* _Document segment_
Re: Linux 5.19-rc8

From: Linus Torvalds
Date: Mon Jul 25 2022 - 13:55:41 EST


On Mon, Jul 25, 2022 at 9:11 AM Guenter Roeck <linux@xxxxxxxxxxxx> wrote:
>
> BUG: KFENCE: out-of-bounds read in _find_next_bit_le+0x10/0x48

Ok, I was hoping somebody more ARMy would look at this, particularly
since there is no call trace beyond the actual fault.

So it shows that it happens in _find_next_bit_le(), but not who called it.

It does show "who allocated the page", and I can see the message that
is printed afterwards, so it comes from that

static void __init test_bitmap_printlist(void)

function, so I guess we know the call chain:

test_bitmap_printlist ->
bitmap_print_to_pagebuf ->
scnprintf "%*pbl\n" ->
pointer ->
bitmap_list_string ->
for_each_set_bitrange

and I think I see what's wrong in there. That thing does

(b) = find_next_bit((addr), (size), (e) + 1), \
(e) = find_next_zero_bit((addr), (size), (b) + 1))

for the end of the range, and looking at the oops, the instruction
that oopses is

ldrb r3, [r0, r2, lsr #3]

where 'r2' is the bit position, and 'r0' is the start of the bitmap.

* _Stated task 1_
Rewrite the Linux 5.19-rc8 reply starting at "Ok, I was hoping" and ending at "void __init test_bitmap_printlist(void)", changing "call trace" to "stack trace".

* _Exercise inputs_
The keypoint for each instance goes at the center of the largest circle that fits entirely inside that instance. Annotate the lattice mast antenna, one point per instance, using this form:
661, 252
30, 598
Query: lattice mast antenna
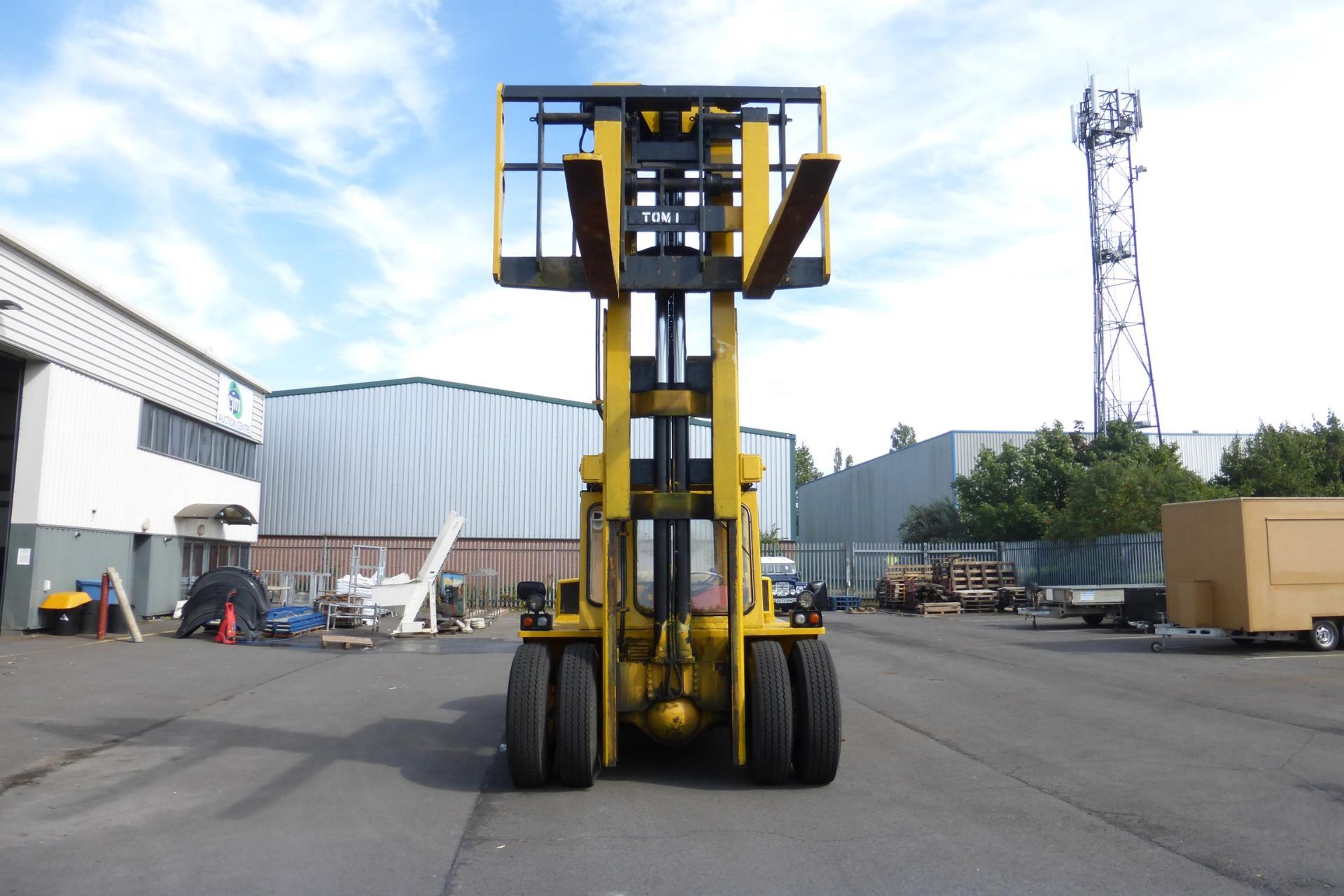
1104, 125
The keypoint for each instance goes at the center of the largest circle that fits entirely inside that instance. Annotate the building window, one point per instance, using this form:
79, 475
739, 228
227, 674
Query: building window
169, 433
200, 556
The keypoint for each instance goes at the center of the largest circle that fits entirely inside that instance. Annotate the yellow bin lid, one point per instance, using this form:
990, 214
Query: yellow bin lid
65, 601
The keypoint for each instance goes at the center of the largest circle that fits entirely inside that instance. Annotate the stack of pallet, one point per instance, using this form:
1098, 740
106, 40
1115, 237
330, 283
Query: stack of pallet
894, 590
980, 575
914, 589
976, 583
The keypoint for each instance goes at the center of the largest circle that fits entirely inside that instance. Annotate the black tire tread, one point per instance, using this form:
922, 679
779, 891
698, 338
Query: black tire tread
524, 729
1312, 634
577, 718
769, 715
816, 743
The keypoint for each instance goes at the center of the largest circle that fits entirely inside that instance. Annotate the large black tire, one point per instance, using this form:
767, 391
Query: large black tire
210, 593
527, 724
769, 713
816, 713
1326, 634
578, 718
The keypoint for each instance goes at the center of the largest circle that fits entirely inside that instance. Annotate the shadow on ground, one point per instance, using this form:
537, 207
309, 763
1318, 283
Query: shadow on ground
426, 752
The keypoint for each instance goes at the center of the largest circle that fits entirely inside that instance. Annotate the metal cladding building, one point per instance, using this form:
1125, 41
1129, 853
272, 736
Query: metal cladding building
869, 501
121, 445
382, 464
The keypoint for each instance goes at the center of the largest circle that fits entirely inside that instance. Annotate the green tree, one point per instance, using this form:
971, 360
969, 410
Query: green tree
993, 498
1124, 496
1287, 461
804, 468
934, 522
902, 435
1059, 485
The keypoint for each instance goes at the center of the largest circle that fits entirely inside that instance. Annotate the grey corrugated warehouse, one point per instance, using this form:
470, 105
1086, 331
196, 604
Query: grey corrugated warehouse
869, 501
391, 458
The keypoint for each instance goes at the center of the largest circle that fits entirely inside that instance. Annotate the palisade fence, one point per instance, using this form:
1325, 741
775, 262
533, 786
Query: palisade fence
855, 567
493, 567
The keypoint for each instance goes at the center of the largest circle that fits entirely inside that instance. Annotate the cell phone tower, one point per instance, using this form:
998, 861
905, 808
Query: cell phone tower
1104, 127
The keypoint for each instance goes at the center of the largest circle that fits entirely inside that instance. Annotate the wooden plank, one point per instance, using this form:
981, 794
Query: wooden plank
346, 641
124, 602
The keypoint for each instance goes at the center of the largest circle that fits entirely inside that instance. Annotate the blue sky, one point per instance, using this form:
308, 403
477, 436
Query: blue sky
305, 188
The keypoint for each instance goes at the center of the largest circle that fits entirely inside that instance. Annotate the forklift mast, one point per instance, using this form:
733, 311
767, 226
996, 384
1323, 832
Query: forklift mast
670, 191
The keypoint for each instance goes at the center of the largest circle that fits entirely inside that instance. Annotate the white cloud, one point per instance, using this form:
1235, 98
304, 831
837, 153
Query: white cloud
288, 277
421, 244
167, 274
183, 109
961, 293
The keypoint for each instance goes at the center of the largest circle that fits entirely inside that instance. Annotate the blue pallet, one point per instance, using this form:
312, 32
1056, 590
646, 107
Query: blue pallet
290, 621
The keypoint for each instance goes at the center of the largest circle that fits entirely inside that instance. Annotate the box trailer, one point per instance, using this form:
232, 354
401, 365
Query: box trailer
1247, 568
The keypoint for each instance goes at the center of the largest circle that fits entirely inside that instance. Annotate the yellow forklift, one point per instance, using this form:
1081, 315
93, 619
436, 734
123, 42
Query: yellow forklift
670, 626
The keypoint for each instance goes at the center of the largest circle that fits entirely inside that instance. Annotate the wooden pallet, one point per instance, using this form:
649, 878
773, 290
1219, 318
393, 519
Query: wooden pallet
977, 601
346, 641
945, 608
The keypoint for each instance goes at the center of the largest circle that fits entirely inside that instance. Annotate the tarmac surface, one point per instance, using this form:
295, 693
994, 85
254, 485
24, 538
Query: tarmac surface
980, 757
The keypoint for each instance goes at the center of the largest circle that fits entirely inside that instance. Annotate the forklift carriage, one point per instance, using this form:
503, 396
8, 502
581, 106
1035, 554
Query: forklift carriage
670, 626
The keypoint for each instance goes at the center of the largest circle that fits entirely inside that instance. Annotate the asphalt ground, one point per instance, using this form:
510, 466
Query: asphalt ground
980, 757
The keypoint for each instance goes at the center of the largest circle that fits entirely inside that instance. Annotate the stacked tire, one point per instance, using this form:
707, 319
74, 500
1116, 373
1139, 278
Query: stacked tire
213, 590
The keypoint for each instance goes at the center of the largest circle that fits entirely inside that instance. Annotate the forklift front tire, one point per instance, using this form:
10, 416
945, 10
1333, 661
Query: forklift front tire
577, 718
769, 715
816, 713
527, 718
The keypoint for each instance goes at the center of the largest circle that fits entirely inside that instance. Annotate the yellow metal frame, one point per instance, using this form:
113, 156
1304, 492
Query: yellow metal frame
769, 238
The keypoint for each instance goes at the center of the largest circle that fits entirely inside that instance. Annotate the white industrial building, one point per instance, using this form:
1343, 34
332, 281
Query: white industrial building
382, 464
121, 445
869, 501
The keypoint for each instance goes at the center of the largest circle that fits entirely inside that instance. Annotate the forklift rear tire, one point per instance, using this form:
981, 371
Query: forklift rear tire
816, 713
769, 715
527, 719
577, 718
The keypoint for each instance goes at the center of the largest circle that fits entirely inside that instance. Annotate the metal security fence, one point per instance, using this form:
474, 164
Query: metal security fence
855, 567
302, 567
1114, 559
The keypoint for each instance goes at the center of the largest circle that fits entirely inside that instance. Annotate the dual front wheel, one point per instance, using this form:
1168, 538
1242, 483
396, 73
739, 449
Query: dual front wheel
553, 726
793, 713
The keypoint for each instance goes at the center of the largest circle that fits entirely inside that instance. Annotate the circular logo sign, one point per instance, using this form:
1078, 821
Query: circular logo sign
235, 400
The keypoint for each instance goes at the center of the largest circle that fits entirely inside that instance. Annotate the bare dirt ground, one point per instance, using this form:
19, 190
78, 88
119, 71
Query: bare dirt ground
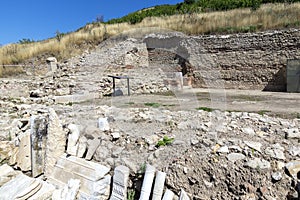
281, 104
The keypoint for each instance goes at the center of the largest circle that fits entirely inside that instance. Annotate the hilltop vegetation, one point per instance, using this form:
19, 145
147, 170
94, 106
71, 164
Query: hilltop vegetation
193, 6
212, 16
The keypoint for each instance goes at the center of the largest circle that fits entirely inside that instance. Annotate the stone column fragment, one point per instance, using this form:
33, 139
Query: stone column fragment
159, 185
147, 183
183, 195
56, 142
38, 140
169, 195
120, 182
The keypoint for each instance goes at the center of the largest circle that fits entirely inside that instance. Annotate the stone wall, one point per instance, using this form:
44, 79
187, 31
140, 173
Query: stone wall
244, 61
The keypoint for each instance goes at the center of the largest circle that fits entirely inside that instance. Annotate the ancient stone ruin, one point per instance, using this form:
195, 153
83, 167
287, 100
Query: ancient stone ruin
64, 135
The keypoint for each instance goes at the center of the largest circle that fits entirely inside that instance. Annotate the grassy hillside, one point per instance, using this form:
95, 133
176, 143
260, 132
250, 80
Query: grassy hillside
63, 46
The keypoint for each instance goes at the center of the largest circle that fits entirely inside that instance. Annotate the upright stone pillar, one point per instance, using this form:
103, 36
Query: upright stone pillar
38, 139
120, 181
169, 195
52, 64
183, 195
147, 183
56, 142
159, 185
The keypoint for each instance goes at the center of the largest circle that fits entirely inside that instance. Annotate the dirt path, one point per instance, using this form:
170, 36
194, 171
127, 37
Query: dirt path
286, 105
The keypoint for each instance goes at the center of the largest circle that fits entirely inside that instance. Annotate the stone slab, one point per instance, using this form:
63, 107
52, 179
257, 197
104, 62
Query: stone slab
120, 182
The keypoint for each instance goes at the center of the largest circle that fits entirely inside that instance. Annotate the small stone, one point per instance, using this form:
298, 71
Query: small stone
293, 167
233, 157
294, 151
277, 176
103, 124
223, 149
248, 131
194, 142
293, 133
254, 145
275, 153
258, 163
116, 135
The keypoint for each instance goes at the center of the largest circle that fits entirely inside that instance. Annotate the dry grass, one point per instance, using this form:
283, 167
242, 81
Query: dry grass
10, 71
270, 16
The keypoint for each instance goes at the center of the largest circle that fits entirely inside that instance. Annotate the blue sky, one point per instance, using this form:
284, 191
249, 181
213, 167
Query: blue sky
40, 19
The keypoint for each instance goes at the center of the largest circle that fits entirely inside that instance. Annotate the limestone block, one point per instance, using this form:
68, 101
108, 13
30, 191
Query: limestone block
92, 147
24, 187
21, 155
93, 176
6, 148
56, 142
120, 181
7, 173
73, 138
69, 192
293, 167
82, 145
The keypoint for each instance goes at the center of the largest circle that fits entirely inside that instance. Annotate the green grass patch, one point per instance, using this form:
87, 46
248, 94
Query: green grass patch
207, 109
247, 98
262, 112
152, 104
130, 103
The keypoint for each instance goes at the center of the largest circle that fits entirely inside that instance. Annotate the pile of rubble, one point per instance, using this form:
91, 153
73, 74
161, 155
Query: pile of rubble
242, 155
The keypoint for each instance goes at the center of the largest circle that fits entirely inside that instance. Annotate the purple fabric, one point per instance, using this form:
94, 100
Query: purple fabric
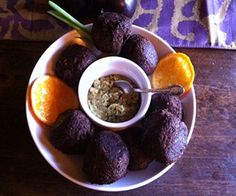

* _Stated task 2_
Pull out every line of the records that contains the string "surface".

* _Output 1_
Ok, I was hoping somebody more ARMy would look at this, particularly
since there is no stack trace beyond the actual fault.

So it shows that it happens in _find_next_bit_le(), but not who called it.

It does show "who allocated the page", and I can see the message that
is printed afterwards, so it comes from that

static void __init test_bitmap_printlist(void)

* _Output 2_
The keypoint for each instance goes at the center of the largest circle that fits entirely inside that instance. Annotate the tarmac surface, one point per instance, using this form:
Query: tarmac surface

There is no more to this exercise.